Region annotation entries:
☆ ☆ ☆ ☆
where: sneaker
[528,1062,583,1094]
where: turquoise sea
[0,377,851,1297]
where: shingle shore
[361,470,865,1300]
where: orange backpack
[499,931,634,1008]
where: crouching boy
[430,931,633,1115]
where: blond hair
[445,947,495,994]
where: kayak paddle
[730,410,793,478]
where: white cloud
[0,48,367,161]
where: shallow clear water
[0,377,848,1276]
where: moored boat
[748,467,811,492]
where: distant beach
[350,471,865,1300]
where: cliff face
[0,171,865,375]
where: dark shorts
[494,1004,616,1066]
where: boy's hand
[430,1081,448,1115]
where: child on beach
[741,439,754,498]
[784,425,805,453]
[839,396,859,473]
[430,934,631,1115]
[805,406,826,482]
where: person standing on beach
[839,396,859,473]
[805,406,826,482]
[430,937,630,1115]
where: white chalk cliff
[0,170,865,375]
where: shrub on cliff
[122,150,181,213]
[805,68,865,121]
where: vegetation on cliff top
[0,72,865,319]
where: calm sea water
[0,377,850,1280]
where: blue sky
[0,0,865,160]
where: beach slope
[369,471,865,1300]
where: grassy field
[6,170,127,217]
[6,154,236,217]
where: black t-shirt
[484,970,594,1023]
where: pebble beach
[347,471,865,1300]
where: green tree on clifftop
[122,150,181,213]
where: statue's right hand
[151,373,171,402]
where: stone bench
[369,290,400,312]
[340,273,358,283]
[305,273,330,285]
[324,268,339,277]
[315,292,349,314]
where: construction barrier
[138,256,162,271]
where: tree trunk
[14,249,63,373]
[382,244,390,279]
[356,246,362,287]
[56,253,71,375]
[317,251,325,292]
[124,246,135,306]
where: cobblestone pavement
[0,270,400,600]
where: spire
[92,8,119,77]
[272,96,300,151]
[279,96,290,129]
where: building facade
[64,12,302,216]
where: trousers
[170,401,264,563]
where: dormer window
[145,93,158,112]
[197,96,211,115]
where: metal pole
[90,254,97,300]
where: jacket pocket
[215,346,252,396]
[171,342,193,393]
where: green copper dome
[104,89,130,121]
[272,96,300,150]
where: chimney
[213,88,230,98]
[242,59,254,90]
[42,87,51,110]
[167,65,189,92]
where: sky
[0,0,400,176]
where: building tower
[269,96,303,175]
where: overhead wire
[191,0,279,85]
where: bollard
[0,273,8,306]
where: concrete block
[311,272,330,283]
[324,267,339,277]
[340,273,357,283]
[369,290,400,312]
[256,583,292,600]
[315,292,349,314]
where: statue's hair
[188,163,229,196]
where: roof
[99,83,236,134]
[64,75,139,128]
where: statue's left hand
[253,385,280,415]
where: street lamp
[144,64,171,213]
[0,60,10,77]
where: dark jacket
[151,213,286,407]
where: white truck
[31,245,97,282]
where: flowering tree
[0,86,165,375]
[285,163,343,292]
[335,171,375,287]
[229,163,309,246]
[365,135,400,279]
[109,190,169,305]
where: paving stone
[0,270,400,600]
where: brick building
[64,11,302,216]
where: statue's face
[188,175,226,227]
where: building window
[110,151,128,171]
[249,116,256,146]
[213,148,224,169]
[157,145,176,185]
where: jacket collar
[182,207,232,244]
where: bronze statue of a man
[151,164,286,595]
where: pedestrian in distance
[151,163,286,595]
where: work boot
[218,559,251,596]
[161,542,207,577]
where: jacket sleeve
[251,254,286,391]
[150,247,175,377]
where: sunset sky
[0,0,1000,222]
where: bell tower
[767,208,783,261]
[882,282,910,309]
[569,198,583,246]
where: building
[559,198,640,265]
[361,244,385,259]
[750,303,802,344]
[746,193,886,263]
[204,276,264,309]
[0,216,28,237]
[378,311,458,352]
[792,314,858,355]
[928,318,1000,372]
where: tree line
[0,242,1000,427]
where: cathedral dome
☆ ☆ ☆ ☆
**Exercise**
Write out every one of the items above again, line for line, without changing anything.

**Result of the task**
where: sneaker
[528,1062,583,1094]
where: turquoise sea
[0,377,851,1297]
where: shingle shore
[361,470,865,1300]
where: orange backpack
[499,931,634,1008]
where: crouching boy
[430,931,633,1115]
where: blond hair
[445,947,495,994]
where: kayak paddle
[730,410,793,478]
where: white cloud
[0,48,367,161]
where: shallow clear water
[0,377,848,1276]
where: moored boat
[748,467,811,492]
where: distant beach
[350,471,865,1300]
where: cliff face
[0,171,865,375]
where: dark shorts
[494,1004,616,1066]
where: boy's hand
[430,1081,448,1115]
where: child on beach
[741,439,754,498]
[784,425,805,453]
[839,396,859,473]
[430,934,631,1115]
[805,406,826,482]
where: person standing on beach
[839,396,859,473]
[805,406,826,482]
[430,937,630,1115]
where: white chalk cliff
[0,170,865,375]
where: shrub on cliff
[122,150,181,213]
[805,68,865,121]
where: vegetation on cliff top
[0,72,865,319]
where: calm sea water
[0,377,850,1280]
where: blue sky
[0,0,865,160]
where: beach slope
[369,471,865,1300]
where: grassy field
[6,170,127,217]
[6,154,236,217]
where: black t-shirt
[484,970,594,1023]
where: pebble beach
[347,471,865,1300]
where: green tree on clifftop
[122,150,181,213]
where: statue's right hand
[151,373,171,402]
where: stone bench
[369,290,400,312]
[340,273,358,283]
[305,273,330,285]
[324,268,339,277]
[315,292,349,314]
where: construction barrier
[138,256,162,271]
where: tree trunk
[14,249,63,373]
[382,244,390,279]
[356,246,362,287]
[56,253,71,375]
[317,251,325,292]
[124,246,135,306]
where: cobblestone pavement
[0,270,400,600]
where: spire
[92,8,119,77]
[272,96,300,151]
[279,96,290,129]
where: building facade
[64,12,302,216]
where: trousers
[170,401,264,563]
where: dormer window
[145,93,158,112]
[197,96,211,115]
where: metal pole
[90,254,97,300]
where: jacket pocket
[215,346,252,396]
[171,342,193,393]
where: green copper dome
[104,89,130,121]
[272,96,300,150]
where: chimney
[213,88,230,98]
[242,59,254,90]
[42,87,51,110]
[167,65,189,92]
where: sky
[0,0,400,176]
where: building tower
[269,96,303,175]
where: overhead wire
[191,0,279,85]
where: bollard
[0,273,8,306]
where: concrete block
[311,272,330,283]
[324,267,339,277]
[340,273,357,283]
[369,290,400,312]
[256,583,292,600]
[315,292,349,314]
where: statue's hair
[188,163,229,196]
where: roof
[99,83,236,134]
[64,75,139,128]
where: statue's left hand
[253,385,280,415]
where: street lamp
[144,64,171,213]
[0,60,10,77]
where: dark jacket
[151,213,286,407]
where: white truck
[31,245,97,282]
where: flowering tree
[0,86,165,375]
[285,163,343,292]
[335,171,375,287]
[229,163,309,246]
[365,135,400,279]
[109,190,169,305]
where: paving stone
[0,270,400,600]
where: brick building
[64,11,302,216]
where: statue's face
[188,175,226,227]
where: building window
[110,151,128,171]
[249,116,256,146]
[213,148,224,169]
[157,145,176,185]
where: jacket collar
[182,207,232,244]
where: bronze statue of a man
[151,164,286,595]
where: pedestrian in distance
[151,163,286,595]
where: work boot
[218,559,251,596]
[161,542,207,577]
where: jacket sleeve
[251,254,286,391]
[150,247,175,377]
where: sunset sky
[0,0,1000,222]
where: bell tower
[767,208,783,261]
[882,282,910,309]
[569,198,583,246]
where: building
[559,198,640,265]
[361,244,385,259]
[750,303,802,344]
[746,193,886,263]
[204,276,264,309]
[0,216,28,237]
[378,311,458,352]
[792,314,858,355]
[928,318,1000,372]
where: tree line
[0,242,1000,427]
where: cathedral dome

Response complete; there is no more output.